● **Texte à lire**:
——

Éthique du temps
Acteurs de l'écosystème Alzheimer
« Sa montre, répète-t-il, n’est pas à la bonne heure. Le temps qu’elle indique est erroné. Ce n’est pas le vrai temps, son temps. C’est pourtant l’heure juste pour les autres, celle qui scande notre journée, nos activités, notre temps de repos », écrivent Armelle Debru, professeur émérite de l’Université Paris-Descartes, et Virginie Ponelle, directrice adjointe de l’Espace éthique/Assistance publique/Hôpitaux de Paris. « Pour nous, midi est midi, trois heures vingt, c’est bien trois heures vingt. Pourquoi ne l’intègre-t-il plus, notre malade ? Pourquoi faut-il le lui rappeler ? Et rappeler aussi les repères : c’est le temps de s’habiller, sortir, manger, dormir. Il conteste, souvent. On argumente. Usure. Quel est son temps à lui, qui échappe à notre mesure ? Plusieurs fois par jour, ce décalage nous heurte. D’un autre côté, notre temps, et encore plus celui des soignants, le dérange fortement. Qu’on arrive un peu plus tard ou plus tôt que d’habitude, qu’un visiteur advienne impromptu, cela l’irrite, le déstabilise. Le rythme de vie est dérangé, mais peut-on encore parler de rythme, un mot qui évoque régularité ? Cette « discordance des temps » nous interroge » : « Nous vivons un temps tissé de fils, les uns qui nous relient à un passé, les autres qui nous tirent vers l’avant. À notre temporalité triadique et mêlée, s’oppose apparemment chez la personne malade un seul temps, le présent, et une seule succession, celle de moments présents ». « Pour le proche, le temps devient de plus en plus fragmenté, hasardeux. La routine est brisée par l’inattendu. L’évènement s’impose, écrase le temps prévu. Contrairement au temps des anticipations juridiques et sanitaires, l’anticipation au quotidien est constamment démentie. C’est un temps compliqué pour les proches, un temps composé de deux temporalités, la sienne et celle de l’autre ». « Le passé du malade devient propriété du proche. Il devient un objet. On peut le fixer, le donner aux institutions, pour information ».

——

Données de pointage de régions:
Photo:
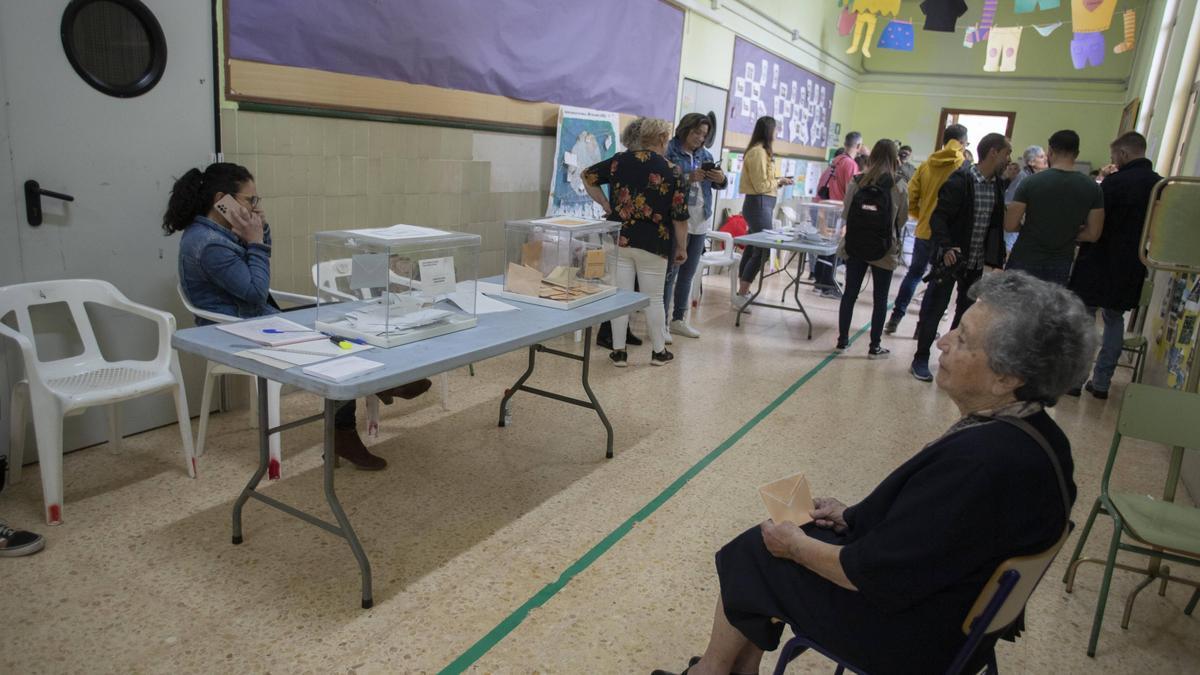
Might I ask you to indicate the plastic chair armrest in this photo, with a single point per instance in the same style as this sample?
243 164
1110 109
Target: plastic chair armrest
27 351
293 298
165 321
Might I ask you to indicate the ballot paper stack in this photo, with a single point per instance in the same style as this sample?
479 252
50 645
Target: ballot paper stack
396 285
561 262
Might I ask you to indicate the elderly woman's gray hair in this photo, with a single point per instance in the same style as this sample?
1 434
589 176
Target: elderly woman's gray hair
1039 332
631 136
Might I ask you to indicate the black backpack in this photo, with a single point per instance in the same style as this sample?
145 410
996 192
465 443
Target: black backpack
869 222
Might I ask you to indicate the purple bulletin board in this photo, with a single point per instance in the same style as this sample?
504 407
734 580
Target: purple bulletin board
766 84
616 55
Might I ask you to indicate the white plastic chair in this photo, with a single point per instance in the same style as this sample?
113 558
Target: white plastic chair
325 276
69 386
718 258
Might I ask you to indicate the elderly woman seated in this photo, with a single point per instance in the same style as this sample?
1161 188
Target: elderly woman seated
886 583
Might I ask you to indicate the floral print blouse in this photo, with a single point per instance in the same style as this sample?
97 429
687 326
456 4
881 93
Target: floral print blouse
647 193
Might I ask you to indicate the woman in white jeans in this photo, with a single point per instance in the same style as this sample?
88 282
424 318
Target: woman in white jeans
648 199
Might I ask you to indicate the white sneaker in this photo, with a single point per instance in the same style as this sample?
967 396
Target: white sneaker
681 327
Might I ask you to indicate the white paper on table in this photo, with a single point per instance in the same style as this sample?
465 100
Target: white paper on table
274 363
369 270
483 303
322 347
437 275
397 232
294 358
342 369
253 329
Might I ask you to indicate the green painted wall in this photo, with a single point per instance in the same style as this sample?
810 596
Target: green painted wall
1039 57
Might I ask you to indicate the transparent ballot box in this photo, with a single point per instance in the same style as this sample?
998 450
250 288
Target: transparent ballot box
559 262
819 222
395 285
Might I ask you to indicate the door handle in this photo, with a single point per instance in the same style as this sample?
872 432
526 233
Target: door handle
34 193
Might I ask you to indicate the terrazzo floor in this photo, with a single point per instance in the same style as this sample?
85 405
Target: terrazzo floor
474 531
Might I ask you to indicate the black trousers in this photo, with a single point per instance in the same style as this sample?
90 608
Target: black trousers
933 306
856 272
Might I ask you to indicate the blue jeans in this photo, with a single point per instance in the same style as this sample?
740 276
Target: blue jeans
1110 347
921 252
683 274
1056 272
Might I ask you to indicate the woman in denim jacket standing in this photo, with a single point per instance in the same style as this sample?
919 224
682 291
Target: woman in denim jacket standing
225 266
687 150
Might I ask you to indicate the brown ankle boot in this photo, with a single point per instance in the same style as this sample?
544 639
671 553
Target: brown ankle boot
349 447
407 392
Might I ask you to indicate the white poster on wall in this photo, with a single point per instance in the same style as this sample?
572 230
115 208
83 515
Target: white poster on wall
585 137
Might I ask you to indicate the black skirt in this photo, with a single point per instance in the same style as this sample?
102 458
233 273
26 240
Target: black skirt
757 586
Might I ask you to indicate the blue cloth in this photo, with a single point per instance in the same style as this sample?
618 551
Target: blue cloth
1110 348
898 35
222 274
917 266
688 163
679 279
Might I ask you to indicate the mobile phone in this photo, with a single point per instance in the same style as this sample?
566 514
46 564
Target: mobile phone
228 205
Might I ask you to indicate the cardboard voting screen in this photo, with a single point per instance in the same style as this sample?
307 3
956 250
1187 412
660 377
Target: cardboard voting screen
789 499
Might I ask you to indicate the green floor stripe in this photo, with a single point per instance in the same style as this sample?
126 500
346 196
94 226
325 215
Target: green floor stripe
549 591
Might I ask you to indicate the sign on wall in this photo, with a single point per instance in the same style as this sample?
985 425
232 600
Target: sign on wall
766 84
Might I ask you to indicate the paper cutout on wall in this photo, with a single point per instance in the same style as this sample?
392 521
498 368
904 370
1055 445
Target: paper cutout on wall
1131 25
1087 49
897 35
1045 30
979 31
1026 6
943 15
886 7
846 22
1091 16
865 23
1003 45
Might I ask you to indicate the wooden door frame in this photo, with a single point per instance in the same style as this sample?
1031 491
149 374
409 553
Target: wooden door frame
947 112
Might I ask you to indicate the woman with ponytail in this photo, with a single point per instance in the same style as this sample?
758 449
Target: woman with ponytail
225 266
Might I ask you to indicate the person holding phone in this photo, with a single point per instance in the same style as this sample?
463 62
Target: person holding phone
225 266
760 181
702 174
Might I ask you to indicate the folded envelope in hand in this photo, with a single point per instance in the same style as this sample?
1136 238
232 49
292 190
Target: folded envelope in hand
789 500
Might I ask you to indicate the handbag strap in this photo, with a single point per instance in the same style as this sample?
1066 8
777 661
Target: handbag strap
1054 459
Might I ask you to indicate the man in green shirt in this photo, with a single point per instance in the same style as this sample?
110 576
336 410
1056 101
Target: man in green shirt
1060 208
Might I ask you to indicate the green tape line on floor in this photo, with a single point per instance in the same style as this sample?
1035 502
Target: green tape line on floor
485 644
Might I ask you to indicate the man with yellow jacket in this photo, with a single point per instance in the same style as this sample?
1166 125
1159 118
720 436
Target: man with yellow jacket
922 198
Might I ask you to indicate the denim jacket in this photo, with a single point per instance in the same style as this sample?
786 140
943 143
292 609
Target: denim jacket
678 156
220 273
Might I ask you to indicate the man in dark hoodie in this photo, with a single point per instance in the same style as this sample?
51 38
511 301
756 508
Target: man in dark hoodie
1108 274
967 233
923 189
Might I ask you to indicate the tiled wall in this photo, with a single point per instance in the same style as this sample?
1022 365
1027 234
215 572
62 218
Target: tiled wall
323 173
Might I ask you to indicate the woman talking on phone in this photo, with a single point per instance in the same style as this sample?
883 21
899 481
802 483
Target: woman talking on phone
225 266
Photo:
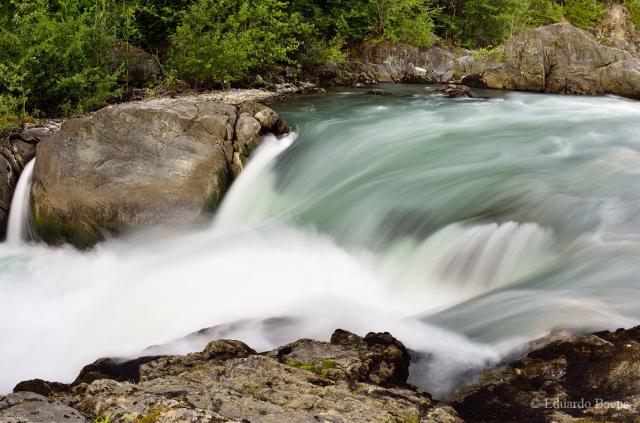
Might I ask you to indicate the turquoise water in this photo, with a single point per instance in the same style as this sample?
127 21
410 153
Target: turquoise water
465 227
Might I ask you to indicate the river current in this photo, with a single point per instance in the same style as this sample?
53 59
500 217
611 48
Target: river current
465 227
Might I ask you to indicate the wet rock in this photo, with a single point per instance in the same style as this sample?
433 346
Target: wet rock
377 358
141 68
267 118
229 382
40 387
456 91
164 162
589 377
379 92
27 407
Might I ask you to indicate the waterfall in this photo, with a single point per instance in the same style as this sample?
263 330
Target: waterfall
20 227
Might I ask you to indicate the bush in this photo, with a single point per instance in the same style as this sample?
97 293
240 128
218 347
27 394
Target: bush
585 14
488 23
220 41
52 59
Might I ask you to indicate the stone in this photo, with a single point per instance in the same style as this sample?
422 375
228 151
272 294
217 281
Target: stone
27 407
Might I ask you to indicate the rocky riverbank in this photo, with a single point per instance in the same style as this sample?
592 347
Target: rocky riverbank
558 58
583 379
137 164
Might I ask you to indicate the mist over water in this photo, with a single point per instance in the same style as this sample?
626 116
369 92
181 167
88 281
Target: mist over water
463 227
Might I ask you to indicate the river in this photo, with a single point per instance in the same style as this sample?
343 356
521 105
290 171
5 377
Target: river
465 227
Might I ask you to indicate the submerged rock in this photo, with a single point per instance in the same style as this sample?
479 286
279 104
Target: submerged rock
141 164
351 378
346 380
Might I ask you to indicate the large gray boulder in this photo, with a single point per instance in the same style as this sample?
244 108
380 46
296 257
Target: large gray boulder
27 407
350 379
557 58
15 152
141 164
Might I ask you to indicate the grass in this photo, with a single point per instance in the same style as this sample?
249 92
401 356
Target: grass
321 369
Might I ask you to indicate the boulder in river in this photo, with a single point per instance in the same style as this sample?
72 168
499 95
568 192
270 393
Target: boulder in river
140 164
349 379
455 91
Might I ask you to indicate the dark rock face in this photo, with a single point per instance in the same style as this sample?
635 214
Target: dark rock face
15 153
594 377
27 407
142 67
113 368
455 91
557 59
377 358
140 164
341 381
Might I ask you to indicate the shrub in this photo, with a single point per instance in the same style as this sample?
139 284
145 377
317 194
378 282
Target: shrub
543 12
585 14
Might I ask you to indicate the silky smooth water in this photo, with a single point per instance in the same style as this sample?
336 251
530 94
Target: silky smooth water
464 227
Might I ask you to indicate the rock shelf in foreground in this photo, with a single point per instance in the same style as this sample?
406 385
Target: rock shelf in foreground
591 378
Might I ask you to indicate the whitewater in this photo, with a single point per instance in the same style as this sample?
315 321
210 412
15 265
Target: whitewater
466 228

——

● **Consigne**:
Rédigez la suite du texte sur l'éthique du temps, s'il vous plaît, en reprenant juste après sa dernière phrase.

● **Résultat**:
En Norvège, Veslemøy Egede-Nissen et ses collègues, du Collège universitaire diaconal Lovisenverg à Oslo, ont étudié les situations vécues par douze professionnels des soins et de l’accompagnement dans deux maisons de retraite. De « bonnes situations de soins » existent lorsque « la culture du temps est flexible, les aidants agissent sans mentionner le temps de l’horloge ou le temps comme facteur de stress ».
Espace national de réflexion éthique sur la maladie d’Alzheimer. www.espace-ethique-alzheimer.org/, février 2012. Egede-Nissen V et al. Time ethics for persons with dementia in care homes. Nurs Ethics 2013; 20(1): 51-60. www.ncbi.nlm.nih.gov/pubmed/22918063. Février 2013.